[START OF DOCUMENT SECTION]

Another factor threatening the lynx is a recent, fundamental change in Maine forestry practices. Ninety-nine percent of the state's forest is privately owned and managed, and the nature of that private ownership has been changing. Seven million acres of Maine forest have changed hands since 1999, says Cathy Johnson, senior staff attorney for the Natural Resources Council of Maine, an NWF affiliate working for forest protection. Previous owners were primarily paper companies that owned their own mills for turning trees into pulp and profited from these mills. But in the 1980s, a strong market for vacation homes began to develop in the Northeast. In 1988, the Diamond International Corporation sold 970,000 acres of Maine timberland for subdivision. Other companies also started selling land to businesses that did not own mills and that had to profit from the land and trees themselves.

[END OF DOCUMENT SECTION]
[START OF RECORDS SHOWN]

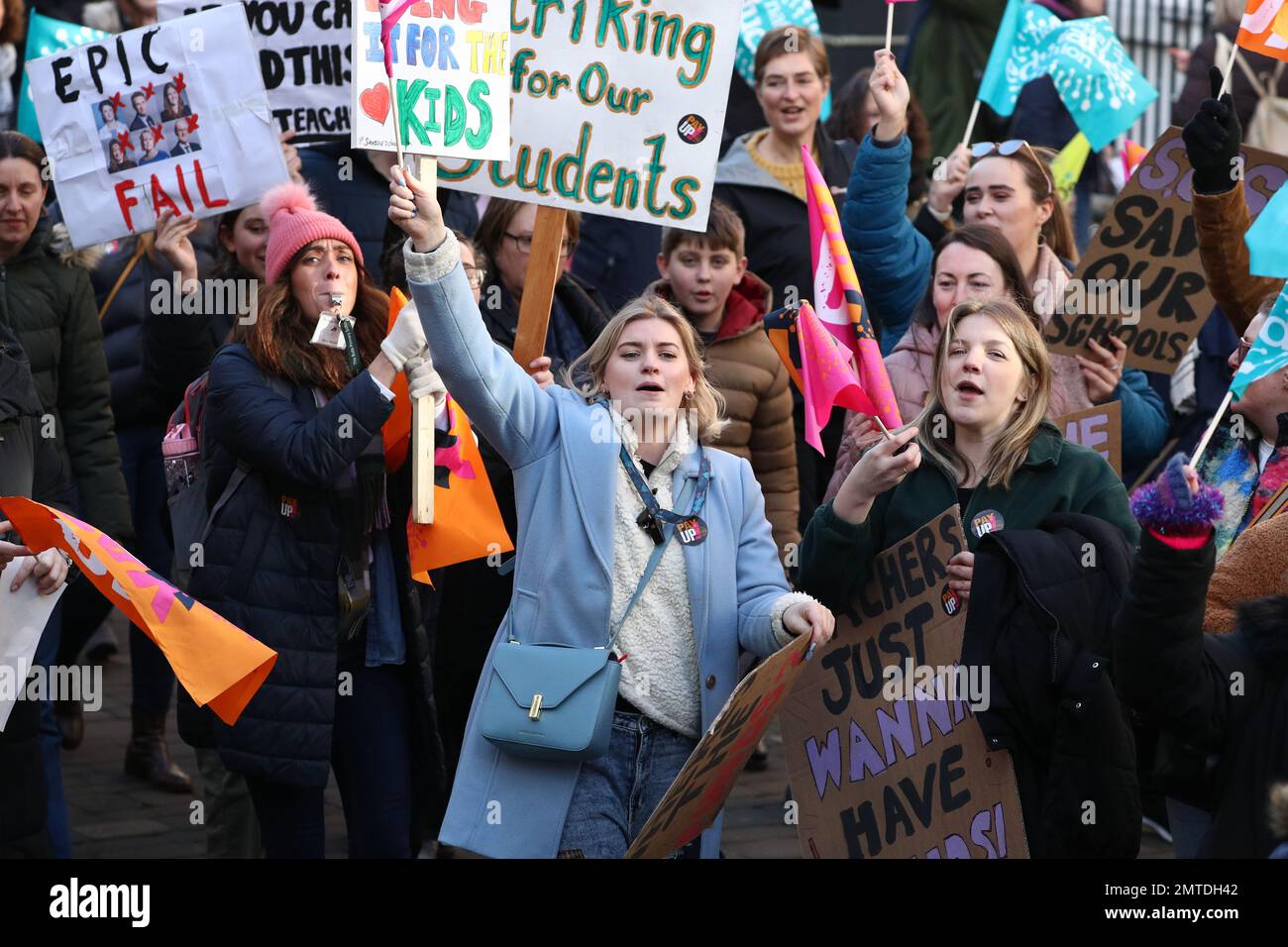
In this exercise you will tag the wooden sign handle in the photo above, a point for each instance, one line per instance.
(539, 285)
(423, 408)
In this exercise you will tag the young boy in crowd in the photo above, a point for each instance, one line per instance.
(704, 275)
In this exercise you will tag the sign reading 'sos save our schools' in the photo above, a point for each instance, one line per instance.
(617, 108)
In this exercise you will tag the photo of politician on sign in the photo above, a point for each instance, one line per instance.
(156, 120)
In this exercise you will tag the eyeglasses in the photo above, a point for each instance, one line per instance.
(983, 150)
(523, 244)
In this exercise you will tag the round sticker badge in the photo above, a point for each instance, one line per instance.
(986, 522)
(692, 531)
(692, 129)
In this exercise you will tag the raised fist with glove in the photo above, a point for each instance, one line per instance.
(424, 381)
(1214, 141)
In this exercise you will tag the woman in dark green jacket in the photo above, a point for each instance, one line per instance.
(980, 442)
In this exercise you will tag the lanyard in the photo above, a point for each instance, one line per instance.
(653, 515)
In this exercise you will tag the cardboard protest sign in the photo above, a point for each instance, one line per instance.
(163, 118)
(617, 108)
(304, 54)
(1100, 428)
(707, 779)
(451, 65)
(1141, 277)
(884, 754)
(47, 35)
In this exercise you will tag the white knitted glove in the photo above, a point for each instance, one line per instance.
(424, 381)
(406, 339)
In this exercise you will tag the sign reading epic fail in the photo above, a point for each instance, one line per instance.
(167, 118)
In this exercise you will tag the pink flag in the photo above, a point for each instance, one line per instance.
(837, 298)
(828, 376)
(390, 12)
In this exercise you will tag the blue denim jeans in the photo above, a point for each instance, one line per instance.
(616, 793)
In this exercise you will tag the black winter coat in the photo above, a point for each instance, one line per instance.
(46, 298)
(1220, 701)
(274, 575)
(1039, 617)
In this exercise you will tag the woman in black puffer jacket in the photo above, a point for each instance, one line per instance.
(310, 523)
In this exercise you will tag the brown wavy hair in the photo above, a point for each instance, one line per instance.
(278, 339)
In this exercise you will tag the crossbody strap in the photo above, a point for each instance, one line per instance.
(669, 531)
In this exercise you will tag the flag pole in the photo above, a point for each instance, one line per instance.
(1211, 429)
(970, 125)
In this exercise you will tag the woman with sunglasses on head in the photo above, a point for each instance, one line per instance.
(1006, 468)
(971, 263)
(1009, 188)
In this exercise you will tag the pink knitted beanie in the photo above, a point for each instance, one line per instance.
(294, 222)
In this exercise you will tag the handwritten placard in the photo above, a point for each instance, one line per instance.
(884, 754)
(618, 108)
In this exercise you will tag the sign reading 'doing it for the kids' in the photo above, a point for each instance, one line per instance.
(163, 118)
(450, 62)
(304, 55)
(618, 106)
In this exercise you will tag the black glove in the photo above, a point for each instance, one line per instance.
(1214, 140)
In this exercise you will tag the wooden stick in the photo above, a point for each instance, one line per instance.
(970, 125)
(120, 279)
(423, 407)
(539, 285)
(1211, 431)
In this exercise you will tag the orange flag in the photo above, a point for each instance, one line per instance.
(397, 431)
(1263, 29)
(467, 521)
(219, 664)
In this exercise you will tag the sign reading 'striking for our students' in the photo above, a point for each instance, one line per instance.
(618, 108)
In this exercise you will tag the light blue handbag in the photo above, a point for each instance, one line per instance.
(555, 701)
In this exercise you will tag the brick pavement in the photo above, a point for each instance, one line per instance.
(116, 817)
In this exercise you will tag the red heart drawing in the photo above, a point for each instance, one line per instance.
(375, 102)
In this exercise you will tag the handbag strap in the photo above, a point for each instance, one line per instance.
(669, 531)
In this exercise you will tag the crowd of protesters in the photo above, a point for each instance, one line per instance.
(657, 333)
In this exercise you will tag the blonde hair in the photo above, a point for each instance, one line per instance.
(587, 373)
(1012, 449)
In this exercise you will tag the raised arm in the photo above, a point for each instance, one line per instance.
(506, 406)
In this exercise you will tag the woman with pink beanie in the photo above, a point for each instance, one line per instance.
(305, 549)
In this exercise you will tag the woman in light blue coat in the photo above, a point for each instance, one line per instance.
(584, 544)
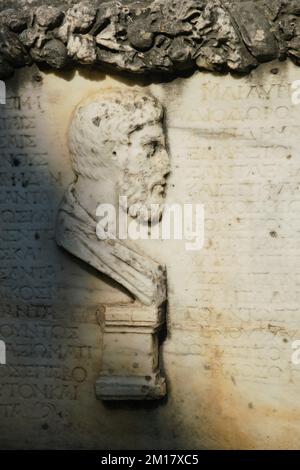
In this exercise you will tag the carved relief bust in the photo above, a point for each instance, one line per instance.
(117, 148)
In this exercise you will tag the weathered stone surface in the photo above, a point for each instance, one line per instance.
(233, 306)
(158, 36)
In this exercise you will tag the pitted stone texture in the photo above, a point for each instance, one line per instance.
(158, 36)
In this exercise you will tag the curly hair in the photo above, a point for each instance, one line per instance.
(104, 122)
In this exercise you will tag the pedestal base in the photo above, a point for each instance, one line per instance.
(131, 388)
(130, 353)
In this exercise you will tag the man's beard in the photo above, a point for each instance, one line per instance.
(145, 202)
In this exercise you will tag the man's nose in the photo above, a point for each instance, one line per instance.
(165, 162)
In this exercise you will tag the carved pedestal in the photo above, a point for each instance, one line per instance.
(130, 353)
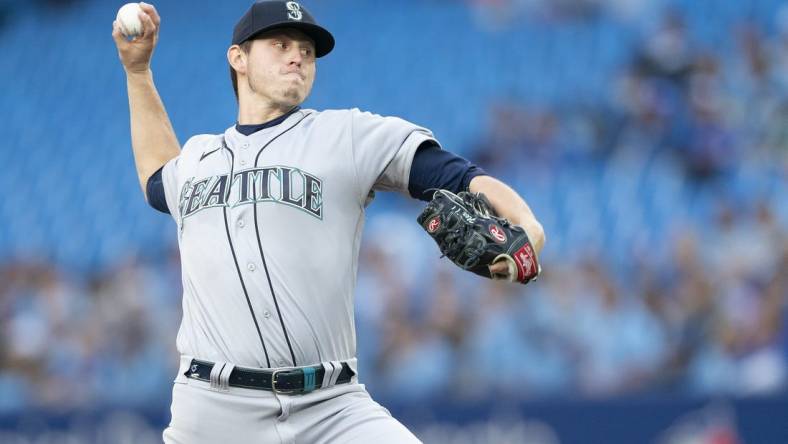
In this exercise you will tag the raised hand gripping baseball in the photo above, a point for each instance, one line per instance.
(135, 54)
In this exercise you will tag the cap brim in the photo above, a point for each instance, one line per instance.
(324, 41)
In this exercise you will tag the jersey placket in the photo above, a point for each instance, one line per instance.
(241, 219)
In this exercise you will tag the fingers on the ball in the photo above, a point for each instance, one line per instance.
(151, 11)
(148, 28)
(117, 33)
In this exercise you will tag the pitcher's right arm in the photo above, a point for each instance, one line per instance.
(152, 138)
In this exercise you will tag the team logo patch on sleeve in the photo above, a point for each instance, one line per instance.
(434, 224)
(497, 234)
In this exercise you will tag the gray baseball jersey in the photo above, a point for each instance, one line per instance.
(269, 228)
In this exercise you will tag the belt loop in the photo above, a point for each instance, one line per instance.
(337, 370)
(224, 376)
(329, 370)
(215, 372)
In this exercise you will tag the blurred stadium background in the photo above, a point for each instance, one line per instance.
(650, 137)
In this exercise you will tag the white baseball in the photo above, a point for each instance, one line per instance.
(130, 23)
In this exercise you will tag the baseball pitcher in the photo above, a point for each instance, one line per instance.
(269, 218)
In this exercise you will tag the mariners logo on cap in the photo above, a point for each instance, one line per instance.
(294, 11)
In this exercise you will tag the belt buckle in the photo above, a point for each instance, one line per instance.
(281, 391)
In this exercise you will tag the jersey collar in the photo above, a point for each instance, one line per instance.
(248, 130)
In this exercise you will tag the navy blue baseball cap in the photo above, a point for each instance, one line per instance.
(267, 15)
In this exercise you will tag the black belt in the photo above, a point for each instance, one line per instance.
(287, 380)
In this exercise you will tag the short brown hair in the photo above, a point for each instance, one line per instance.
(245, 47)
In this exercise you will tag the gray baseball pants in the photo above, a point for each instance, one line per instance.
(344, 413)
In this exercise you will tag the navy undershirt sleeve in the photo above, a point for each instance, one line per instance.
(434, 168)
(155, 192)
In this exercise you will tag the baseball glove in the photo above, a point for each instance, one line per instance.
(471, 235)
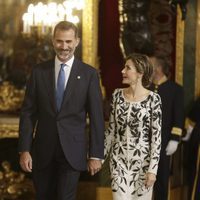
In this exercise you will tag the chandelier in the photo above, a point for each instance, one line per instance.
(41, 18)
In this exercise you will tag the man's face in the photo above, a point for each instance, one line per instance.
(65, 43)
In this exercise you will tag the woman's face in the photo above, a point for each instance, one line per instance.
(130, 75)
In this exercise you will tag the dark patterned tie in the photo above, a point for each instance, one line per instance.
(60, 86)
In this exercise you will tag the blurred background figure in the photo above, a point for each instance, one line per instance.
(193, 138)
(172, 122)
(3, 61)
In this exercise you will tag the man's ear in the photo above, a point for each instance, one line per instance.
(77, 41)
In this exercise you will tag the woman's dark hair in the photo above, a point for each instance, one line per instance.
(65, 26)
(143, 66)
(161, 61)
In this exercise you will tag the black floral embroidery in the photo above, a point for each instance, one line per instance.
(133, 140)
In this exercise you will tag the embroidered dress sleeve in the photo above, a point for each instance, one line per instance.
(155, 143)
(109, 133)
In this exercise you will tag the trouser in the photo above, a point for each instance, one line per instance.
(161, 185)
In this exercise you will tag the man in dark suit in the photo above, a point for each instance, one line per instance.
(172, 96)
(52, 139)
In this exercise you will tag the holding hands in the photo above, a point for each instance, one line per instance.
(94, 166)
(150, 179)
(26, 161)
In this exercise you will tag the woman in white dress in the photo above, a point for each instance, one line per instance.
(133, 138)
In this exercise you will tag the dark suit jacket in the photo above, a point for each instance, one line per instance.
(82, 96)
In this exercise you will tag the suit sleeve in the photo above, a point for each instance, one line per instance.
(28, 116)
(178, 114)
(95, 112)
(156, 121)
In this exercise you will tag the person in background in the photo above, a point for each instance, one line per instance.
(193, 139)
(133, 138)
(59, 96)
(172, 122)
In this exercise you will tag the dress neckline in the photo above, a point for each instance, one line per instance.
(135, 102)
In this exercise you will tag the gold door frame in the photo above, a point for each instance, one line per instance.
(180, 28)
(9, 125)
(90, 33)
(197, 61)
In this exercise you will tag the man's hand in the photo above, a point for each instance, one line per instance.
(150, 179)
(171, 147)
(94, 166)
(188, 133)
(26, 161)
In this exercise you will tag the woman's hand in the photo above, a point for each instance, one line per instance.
(150, 179)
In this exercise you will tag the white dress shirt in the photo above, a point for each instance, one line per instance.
(67, 69)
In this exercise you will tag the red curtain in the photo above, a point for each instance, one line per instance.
(111, 59)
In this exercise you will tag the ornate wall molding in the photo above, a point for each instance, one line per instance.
(180, 28)
(90, 33)
(197, 65)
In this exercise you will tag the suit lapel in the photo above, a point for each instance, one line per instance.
(49, 79)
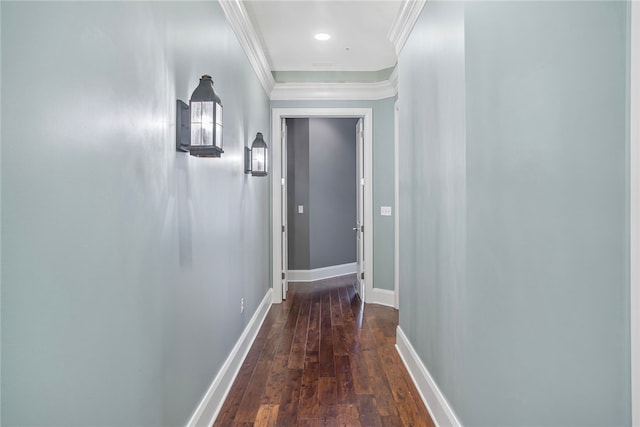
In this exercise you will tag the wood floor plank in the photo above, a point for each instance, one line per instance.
(327, 393)
(250, 403)
(267, 416)
(288, 412)
(344, 380)
(323, 358)
(298, 346)
(327, 368)
(309, 406)
(275, 381)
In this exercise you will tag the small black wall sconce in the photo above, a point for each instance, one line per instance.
(256, 157)
(199, 124)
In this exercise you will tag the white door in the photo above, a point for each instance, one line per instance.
(359, 228)
(283, 210)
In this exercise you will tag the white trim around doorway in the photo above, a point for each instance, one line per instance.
(277, 114)
(634, 152)
(396, 202)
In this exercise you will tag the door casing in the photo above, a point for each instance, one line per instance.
(634, 141)
(277, 114)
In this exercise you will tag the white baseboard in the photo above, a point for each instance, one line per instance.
(437, 404)
(383, 297)
(208, 409)
(322, 273)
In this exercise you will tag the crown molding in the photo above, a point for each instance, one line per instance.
(239, 21)
(403, 24)
(333, 91)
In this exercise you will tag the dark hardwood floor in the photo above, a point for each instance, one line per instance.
(322, 358)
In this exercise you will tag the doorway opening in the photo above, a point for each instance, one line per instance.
(364, 210)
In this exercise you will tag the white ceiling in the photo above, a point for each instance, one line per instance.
(358, 32)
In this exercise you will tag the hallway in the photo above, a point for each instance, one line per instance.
(322, 358)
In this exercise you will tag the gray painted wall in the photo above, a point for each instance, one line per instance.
(383, 170)
(323, 181)
(123, 261)
(298, 193)
(514, 227)
(332, 191)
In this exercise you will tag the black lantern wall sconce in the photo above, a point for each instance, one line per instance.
(199, 124)
(256, 157)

[END OF RECORDS SHOWN]

WHAT THE EXERCISE ASKS - Copy out, word for word, the full text above about Maine forestry changes and the lynx.

SOLUTION -
Another factor threatening the lynx is a recent, fundamental change in Maine forestry practices. Ninety-nine percent of the state's forest is privately owned and managed, and the nature of that private ownership has been changing. Seven million acres of Maine forest have changed hands since 1999, says Cathy Johnson, senior staff attorney for the Natural Resources Council of Maine, an NWF affiliate working for forest protection. Previous owners were primarily paper companies that owned their own mills for turning trees into pulp and profited from these mills. But in the 1980s, a strong market for vacation homes began to develop in the Northeast. In 1988, the Diamond International Corporation sold 970,000 acres of Maine timberland for subdivision. Other companies also started selling land to businesses that did not own mills and that had to profit from the land and trees themselves.